» PROBLEM REQUIREMENTS: Can you pull out each line of the data below that contains the word "building" and copy those lines unchanged?

Data listing:
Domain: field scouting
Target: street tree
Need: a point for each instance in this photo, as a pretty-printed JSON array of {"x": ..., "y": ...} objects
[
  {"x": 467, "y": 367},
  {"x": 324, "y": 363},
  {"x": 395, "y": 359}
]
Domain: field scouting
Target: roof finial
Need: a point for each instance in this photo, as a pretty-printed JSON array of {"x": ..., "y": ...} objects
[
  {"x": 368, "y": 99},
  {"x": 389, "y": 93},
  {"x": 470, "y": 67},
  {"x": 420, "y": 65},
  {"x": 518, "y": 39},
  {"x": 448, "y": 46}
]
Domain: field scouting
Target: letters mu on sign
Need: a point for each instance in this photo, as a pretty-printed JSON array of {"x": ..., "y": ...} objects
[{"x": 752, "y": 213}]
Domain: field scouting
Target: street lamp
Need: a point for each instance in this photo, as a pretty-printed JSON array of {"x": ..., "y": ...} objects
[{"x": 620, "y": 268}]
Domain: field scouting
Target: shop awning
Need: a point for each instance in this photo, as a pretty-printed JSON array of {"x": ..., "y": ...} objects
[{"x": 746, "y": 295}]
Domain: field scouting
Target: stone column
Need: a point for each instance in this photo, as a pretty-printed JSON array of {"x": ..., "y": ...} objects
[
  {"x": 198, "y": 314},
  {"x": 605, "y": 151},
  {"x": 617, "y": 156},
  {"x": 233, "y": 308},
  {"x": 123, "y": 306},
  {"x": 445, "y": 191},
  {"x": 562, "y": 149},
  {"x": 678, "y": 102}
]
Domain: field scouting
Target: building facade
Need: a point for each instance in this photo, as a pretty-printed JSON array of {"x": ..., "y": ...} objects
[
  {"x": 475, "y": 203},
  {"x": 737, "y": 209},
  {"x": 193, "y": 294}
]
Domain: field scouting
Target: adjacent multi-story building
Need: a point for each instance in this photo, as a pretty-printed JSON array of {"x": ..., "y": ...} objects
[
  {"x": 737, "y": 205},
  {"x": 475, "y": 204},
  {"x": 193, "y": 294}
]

» SOLUTION TO THE PROBLEM:
Target: building facade
Target: adjacent multi-story building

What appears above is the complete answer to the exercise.